§ **DIRECTIONS**
In the pongal recipe text, which Malaysian ingredient is combined with the traditional sweet pongal?

Pongal is the harvest festival. Pongal is the time when the new rice harvest is in. Also a great many variety of yams, melons etc. The traditional cuisine in South India during this time is dominated by these. Pongal both sweet and savory is the staple of the south indians. A healthy dose of protein in the rice accompanied by country veggies makes it rich and sumptuous. The dessert are rice n sugarcane based, which again is plentiful at this time. The ‘sharkara pongal’or the sweet molasses based rice pudding is a must during this harvest festival.
Here I have attempted to merge it with the Malaysian favourite palm sugar(gula melaka). The attempt was very well received in my house. Hope you will also try it this pongal season.
You need
Short grain rice 1cup
Split skinned green gram dal 2 cup
Gula melaka powdered(palm sugar)
2 cups
Water..
A few Cardamom pods
Raisins
Ghee 1tbsp
Method
Dry roast the Dal. Cook it with rice and excess of water.
In a separate pan add palm sugar and a couple of ladles of water. Bring it to a boil and strain it out for impurities.
Add the rice Dal mixture into a fresh pan with the syrup. A low it to bubble awAy for a few minutes. Seperately roast the raisins in ghee and add to the the bubbling mixture. Add cardamom powder and simmer for few minutes.
There you have the traditional South Indian favourite.

§ **EXTRACTED RECORDS**

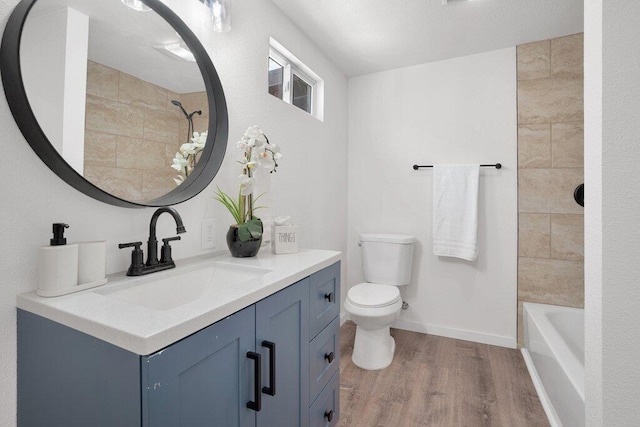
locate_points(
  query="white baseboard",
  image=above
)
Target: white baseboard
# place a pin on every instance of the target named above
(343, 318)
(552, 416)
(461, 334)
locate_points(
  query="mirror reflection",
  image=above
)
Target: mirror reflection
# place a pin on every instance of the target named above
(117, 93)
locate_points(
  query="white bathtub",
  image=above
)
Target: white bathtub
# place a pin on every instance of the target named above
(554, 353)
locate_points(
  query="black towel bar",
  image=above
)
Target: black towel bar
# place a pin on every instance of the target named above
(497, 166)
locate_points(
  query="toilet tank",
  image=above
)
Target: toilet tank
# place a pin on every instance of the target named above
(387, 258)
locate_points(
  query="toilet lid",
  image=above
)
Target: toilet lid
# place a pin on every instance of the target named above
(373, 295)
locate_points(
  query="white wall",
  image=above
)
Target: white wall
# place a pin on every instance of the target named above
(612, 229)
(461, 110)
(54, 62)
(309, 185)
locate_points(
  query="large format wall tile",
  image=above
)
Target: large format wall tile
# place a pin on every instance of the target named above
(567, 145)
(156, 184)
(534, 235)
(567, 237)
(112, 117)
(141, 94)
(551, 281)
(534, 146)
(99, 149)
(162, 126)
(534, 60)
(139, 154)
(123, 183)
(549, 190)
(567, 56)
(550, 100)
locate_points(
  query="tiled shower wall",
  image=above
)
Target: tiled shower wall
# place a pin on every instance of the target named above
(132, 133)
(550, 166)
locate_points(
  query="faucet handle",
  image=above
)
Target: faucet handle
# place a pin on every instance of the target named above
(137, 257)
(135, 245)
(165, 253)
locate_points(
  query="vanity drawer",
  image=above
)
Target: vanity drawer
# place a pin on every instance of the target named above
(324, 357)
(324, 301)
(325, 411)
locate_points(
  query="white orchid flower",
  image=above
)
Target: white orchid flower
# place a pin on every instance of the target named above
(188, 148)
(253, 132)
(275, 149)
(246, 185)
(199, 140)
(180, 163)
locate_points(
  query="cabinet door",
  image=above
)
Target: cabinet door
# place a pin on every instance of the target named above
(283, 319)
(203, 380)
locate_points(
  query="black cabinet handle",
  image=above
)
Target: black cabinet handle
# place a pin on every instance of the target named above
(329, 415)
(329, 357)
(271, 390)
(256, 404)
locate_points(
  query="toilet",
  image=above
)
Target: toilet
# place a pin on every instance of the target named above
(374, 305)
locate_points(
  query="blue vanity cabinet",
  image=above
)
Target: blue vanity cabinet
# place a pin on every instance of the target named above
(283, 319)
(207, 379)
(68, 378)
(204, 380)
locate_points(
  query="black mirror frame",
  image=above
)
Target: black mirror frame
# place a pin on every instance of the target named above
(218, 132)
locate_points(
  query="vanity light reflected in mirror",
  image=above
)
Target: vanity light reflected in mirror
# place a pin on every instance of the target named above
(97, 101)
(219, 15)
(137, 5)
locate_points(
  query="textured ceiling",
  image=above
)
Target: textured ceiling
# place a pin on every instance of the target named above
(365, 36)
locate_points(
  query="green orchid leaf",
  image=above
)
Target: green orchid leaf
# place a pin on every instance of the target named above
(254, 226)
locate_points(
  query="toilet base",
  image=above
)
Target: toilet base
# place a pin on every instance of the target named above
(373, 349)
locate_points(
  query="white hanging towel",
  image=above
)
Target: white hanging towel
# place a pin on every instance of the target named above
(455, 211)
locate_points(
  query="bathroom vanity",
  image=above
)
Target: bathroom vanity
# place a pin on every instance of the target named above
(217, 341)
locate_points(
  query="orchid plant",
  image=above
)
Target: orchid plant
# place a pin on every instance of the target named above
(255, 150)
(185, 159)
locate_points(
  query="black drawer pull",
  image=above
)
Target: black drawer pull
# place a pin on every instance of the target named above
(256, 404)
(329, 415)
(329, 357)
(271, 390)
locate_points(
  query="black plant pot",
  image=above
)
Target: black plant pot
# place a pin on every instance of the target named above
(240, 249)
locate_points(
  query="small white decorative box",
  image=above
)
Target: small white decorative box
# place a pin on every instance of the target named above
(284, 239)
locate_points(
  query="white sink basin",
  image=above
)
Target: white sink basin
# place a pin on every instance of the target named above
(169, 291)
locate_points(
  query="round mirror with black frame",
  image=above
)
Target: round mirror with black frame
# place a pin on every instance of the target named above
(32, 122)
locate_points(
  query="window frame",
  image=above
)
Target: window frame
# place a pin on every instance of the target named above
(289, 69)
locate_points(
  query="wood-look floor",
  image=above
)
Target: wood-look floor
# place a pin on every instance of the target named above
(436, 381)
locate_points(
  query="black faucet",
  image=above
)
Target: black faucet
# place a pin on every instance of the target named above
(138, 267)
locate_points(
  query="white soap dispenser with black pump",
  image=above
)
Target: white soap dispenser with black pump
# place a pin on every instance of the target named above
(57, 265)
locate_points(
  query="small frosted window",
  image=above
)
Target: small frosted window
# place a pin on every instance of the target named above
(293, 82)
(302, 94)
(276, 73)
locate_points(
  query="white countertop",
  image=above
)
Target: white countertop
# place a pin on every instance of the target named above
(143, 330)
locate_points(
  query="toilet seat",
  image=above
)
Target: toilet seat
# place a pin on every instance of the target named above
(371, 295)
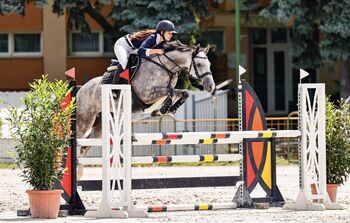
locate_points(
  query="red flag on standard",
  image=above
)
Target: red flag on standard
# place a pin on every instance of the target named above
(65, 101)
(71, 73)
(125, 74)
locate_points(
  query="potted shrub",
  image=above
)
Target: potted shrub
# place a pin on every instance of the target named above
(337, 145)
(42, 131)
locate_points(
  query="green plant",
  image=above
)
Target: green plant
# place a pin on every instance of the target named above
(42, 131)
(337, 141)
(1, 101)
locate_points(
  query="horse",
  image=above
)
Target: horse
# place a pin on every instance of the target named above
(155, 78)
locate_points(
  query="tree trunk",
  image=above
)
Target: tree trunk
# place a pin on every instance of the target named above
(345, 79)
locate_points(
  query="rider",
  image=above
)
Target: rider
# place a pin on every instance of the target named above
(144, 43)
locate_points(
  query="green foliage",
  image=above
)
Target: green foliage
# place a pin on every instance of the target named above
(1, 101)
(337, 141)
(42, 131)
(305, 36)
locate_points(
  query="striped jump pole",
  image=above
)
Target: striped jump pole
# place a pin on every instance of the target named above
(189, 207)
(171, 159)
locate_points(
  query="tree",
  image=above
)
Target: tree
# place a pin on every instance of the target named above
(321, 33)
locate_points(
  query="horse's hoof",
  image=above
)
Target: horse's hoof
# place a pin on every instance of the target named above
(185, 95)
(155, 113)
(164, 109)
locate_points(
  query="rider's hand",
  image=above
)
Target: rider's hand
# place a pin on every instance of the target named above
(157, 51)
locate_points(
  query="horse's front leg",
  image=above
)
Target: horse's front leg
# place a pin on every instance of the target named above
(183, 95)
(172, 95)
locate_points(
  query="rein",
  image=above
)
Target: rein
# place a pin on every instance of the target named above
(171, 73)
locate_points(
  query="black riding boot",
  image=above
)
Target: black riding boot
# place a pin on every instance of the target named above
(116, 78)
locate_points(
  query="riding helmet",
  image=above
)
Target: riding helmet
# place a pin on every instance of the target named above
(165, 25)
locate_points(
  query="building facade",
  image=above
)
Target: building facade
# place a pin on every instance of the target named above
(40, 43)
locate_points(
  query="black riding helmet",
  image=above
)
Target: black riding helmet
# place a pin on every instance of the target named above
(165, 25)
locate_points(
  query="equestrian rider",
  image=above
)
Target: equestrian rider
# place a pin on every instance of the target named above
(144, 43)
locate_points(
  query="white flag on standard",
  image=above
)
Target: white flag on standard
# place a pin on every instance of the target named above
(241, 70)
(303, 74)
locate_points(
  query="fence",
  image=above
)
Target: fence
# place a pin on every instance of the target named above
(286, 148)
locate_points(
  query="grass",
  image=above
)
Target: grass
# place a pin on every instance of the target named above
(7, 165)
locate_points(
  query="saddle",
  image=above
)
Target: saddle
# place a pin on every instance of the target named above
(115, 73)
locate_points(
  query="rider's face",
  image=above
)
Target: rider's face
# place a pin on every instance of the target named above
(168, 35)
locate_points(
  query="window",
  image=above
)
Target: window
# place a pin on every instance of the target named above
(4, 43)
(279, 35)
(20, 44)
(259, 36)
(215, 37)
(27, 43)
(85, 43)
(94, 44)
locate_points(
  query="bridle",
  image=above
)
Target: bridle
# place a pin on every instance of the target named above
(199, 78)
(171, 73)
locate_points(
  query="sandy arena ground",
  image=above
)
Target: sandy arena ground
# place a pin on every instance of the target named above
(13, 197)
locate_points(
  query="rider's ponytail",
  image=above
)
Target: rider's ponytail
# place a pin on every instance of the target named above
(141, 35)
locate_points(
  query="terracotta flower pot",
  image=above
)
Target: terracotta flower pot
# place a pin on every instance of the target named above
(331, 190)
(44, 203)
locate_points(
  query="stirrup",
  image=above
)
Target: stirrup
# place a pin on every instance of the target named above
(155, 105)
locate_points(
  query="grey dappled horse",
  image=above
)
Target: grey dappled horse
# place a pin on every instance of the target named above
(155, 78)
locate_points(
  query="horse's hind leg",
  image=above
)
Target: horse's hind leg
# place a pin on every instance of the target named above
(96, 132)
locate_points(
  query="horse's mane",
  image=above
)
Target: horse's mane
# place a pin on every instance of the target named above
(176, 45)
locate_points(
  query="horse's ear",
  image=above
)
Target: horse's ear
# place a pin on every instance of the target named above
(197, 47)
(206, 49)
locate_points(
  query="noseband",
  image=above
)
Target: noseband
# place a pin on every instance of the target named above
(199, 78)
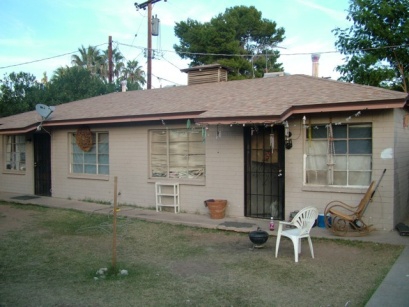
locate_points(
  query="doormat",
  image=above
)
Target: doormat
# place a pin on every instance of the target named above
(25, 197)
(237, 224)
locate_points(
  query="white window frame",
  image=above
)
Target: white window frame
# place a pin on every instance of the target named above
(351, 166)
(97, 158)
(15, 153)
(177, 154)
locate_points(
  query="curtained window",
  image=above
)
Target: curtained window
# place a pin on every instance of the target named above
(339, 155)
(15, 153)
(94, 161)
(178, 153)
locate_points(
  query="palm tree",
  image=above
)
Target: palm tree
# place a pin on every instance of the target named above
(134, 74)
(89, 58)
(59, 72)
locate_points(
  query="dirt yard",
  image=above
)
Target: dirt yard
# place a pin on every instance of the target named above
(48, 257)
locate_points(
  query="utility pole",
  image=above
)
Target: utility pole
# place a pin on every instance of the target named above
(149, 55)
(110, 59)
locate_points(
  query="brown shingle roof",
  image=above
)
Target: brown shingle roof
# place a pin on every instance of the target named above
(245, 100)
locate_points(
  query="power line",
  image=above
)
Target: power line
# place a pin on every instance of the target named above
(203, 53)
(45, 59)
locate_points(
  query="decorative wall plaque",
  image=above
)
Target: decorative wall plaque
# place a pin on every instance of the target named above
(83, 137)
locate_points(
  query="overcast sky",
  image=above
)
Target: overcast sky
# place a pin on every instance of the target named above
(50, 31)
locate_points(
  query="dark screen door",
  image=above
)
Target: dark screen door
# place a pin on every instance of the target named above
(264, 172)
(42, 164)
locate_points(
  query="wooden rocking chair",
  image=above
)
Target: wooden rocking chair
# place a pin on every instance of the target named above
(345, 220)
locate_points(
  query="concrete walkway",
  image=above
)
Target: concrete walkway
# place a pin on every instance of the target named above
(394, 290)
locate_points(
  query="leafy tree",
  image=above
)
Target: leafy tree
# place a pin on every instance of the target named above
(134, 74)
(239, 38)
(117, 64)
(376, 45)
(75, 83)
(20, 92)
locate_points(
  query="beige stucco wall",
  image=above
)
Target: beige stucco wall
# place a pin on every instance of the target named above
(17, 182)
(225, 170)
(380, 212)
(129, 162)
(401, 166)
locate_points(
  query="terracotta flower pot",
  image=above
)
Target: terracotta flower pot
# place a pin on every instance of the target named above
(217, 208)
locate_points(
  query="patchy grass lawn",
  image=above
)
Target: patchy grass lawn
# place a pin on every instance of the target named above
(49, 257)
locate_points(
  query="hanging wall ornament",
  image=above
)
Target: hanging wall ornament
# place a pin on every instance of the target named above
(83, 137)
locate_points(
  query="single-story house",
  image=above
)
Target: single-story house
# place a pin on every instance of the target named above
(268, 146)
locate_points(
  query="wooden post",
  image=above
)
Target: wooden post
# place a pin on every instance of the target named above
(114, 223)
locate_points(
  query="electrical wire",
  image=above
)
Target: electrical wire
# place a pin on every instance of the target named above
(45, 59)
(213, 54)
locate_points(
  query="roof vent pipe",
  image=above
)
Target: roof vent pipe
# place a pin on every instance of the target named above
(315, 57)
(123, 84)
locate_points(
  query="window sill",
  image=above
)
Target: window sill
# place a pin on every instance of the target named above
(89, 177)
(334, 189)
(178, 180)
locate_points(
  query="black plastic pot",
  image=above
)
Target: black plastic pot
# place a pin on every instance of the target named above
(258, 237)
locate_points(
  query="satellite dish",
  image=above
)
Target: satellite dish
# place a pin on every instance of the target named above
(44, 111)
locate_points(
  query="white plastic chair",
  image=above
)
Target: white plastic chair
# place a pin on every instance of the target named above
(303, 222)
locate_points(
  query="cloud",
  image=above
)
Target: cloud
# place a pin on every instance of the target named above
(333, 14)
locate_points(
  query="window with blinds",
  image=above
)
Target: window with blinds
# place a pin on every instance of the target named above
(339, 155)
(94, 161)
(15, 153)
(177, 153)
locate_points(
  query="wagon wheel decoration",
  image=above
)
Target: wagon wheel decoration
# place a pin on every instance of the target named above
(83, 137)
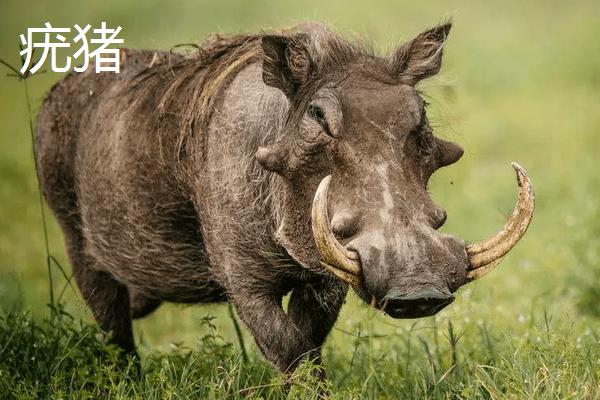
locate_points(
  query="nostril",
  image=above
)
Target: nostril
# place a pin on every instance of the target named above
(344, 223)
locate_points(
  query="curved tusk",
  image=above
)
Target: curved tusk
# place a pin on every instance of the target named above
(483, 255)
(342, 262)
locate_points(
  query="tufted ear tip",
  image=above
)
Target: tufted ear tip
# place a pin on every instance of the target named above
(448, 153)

§ **SOLUTION TO THIS TASK**
Palm sugar (gula melaka)